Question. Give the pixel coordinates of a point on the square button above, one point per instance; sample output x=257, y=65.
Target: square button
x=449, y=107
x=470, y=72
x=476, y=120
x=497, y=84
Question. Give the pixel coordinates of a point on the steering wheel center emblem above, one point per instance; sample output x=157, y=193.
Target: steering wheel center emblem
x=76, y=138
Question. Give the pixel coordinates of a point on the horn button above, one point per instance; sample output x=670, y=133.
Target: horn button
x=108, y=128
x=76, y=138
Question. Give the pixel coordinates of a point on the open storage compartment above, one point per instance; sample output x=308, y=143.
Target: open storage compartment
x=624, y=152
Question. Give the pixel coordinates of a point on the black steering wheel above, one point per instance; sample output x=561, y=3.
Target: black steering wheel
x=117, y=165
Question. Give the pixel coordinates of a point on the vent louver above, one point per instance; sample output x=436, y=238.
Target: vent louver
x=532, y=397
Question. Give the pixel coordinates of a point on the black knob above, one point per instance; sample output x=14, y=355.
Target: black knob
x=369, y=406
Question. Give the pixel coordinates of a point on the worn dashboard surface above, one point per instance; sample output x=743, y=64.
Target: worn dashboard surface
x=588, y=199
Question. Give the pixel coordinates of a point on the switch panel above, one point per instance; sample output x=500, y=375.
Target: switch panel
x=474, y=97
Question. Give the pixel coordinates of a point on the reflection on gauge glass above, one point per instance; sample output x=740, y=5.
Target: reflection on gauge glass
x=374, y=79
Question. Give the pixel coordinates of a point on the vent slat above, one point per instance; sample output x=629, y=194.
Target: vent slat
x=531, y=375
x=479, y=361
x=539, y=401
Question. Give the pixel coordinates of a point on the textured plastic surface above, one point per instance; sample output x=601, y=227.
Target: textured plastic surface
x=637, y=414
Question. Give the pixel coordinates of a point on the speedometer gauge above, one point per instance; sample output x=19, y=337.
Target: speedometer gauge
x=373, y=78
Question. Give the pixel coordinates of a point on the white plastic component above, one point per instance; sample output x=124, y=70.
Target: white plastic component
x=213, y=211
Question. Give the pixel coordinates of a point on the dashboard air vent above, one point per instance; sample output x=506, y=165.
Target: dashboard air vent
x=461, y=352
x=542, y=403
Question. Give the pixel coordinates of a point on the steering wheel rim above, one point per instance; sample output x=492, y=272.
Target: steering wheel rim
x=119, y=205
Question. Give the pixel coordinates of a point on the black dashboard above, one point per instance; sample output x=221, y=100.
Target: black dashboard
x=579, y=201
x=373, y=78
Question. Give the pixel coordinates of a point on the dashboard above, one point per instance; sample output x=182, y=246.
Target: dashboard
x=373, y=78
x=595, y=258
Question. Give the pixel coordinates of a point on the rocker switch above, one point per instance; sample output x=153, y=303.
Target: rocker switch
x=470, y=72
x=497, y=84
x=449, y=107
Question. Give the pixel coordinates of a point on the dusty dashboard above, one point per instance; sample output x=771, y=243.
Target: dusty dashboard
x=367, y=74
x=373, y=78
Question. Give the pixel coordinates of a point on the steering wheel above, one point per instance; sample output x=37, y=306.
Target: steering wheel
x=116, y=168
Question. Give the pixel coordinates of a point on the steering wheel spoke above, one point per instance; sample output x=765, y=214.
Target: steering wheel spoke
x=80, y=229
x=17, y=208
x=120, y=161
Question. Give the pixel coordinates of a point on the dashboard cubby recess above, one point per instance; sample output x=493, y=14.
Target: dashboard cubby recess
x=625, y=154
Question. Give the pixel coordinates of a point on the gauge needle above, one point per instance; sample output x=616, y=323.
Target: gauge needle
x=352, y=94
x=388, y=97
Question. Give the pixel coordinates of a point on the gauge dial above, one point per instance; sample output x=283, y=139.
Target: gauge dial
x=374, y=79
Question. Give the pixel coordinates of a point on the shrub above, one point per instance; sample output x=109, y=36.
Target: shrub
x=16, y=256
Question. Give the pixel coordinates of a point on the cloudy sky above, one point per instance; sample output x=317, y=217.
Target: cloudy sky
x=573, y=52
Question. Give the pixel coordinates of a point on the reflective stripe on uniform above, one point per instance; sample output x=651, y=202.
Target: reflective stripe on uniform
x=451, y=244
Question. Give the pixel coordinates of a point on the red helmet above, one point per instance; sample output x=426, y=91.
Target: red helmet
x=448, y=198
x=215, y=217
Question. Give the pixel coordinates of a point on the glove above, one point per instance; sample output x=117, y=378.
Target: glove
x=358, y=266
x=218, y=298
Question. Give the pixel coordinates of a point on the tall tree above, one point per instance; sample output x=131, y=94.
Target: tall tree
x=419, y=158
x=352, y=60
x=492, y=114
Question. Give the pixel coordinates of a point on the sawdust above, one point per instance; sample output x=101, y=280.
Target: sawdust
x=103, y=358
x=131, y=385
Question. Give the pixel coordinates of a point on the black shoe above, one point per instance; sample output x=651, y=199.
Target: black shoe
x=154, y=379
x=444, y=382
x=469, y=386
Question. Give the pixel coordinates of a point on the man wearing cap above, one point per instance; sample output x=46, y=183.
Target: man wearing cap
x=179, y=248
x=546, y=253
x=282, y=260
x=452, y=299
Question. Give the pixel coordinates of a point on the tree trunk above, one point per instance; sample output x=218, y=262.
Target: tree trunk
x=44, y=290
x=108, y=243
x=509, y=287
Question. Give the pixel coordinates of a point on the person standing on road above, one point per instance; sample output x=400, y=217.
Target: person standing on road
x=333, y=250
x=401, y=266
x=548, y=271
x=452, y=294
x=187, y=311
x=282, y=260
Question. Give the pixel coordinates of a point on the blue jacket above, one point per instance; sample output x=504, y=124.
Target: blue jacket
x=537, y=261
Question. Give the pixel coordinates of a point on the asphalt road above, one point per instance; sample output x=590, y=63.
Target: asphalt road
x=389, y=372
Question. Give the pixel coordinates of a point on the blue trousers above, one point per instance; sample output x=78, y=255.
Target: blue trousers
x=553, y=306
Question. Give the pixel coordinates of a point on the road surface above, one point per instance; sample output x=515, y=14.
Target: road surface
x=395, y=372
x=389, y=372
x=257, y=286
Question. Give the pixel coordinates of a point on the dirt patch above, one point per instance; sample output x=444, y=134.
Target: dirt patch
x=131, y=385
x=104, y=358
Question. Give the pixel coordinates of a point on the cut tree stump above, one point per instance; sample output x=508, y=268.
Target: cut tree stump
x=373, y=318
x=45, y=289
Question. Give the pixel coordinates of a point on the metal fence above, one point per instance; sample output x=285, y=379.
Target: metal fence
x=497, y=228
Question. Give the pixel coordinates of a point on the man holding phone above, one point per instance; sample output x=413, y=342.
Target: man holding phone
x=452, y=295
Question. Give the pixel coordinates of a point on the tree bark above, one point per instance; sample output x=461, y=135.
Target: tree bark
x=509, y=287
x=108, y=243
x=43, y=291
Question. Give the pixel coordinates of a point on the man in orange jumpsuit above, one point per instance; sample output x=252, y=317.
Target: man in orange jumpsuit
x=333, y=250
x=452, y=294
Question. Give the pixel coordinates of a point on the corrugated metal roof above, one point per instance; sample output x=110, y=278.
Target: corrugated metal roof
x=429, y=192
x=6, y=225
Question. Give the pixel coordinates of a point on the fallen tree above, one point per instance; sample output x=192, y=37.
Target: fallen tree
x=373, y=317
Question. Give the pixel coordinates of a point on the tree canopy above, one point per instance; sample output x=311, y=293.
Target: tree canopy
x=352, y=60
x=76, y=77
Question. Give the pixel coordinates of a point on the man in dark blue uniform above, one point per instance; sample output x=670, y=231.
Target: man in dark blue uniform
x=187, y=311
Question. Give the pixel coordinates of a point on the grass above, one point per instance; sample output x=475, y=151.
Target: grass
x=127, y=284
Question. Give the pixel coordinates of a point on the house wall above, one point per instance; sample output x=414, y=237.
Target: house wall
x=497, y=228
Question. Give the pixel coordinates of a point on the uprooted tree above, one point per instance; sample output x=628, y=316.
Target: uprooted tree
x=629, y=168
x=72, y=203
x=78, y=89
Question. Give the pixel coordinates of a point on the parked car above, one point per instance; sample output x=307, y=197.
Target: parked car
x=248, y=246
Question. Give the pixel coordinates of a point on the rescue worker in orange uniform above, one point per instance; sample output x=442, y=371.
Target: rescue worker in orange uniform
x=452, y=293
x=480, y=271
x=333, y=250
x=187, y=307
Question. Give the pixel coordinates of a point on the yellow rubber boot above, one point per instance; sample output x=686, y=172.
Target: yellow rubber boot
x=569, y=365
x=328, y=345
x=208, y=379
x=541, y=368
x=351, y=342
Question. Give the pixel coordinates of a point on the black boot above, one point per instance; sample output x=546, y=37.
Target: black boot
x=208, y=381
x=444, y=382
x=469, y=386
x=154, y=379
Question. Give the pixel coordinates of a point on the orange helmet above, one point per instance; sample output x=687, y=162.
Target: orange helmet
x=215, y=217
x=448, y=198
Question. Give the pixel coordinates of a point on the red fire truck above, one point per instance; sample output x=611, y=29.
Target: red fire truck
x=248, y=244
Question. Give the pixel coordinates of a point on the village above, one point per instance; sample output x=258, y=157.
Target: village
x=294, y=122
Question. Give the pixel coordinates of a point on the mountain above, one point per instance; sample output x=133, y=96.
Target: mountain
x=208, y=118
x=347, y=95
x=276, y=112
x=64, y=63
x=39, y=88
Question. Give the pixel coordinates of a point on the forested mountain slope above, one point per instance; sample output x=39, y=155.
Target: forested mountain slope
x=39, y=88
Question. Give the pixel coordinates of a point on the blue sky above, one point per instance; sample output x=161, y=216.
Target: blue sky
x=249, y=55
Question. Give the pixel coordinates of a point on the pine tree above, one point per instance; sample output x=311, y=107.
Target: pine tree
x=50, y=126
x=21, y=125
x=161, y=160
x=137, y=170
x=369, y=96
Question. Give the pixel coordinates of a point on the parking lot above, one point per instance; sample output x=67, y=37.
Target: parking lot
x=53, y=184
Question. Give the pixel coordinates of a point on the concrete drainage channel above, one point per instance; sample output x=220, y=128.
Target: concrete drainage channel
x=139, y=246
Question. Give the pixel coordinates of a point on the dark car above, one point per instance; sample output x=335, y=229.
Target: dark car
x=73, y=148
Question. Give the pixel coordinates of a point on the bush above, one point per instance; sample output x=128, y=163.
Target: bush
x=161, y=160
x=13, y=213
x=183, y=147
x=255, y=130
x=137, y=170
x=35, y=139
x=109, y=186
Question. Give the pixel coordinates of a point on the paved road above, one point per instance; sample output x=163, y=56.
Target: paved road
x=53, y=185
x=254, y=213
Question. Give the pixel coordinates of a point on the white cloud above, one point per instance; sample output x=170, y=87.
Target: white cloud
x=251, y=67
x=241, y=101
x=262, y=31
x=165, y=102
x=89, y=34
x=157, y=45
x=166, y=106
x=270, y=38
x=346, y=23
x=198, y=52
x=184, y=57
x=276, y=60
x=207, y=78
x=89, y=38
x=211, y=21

......

• _TASK TO CARRY OUT_
Set down, word for word, the stretch of the entries above from the line containing "output x=182, y=246." through the line containing "x=116, y=168", with both of those lines included.

• _OUTPUT OF THE EXERCISE_
Question. Give the pixel coordinates of a point on the dashboard above, one point per instance; sample output x=182, y=246.
Target: dashboard
x=373, y=78
x=595, y=258
Question. Give the pixel coordinates of a point on the rocker switch above, one point per instance; sample output x=153, y=303.
Target: rocker switch
x=470, y=72
x=497, y=84
x=449, y=107
Question. Give the pixel coordinates of a point on the dusty dashboard above, one point per instance; sample output x=771, y=243.
Target: dusty dashboard
x=367, y=74
x=373, y=78
Question. Give the pixel coordinates of a point on the steering wheel above, one point per instance; sample output x=37, y=306.
Target: steering wheel
x=116, y=168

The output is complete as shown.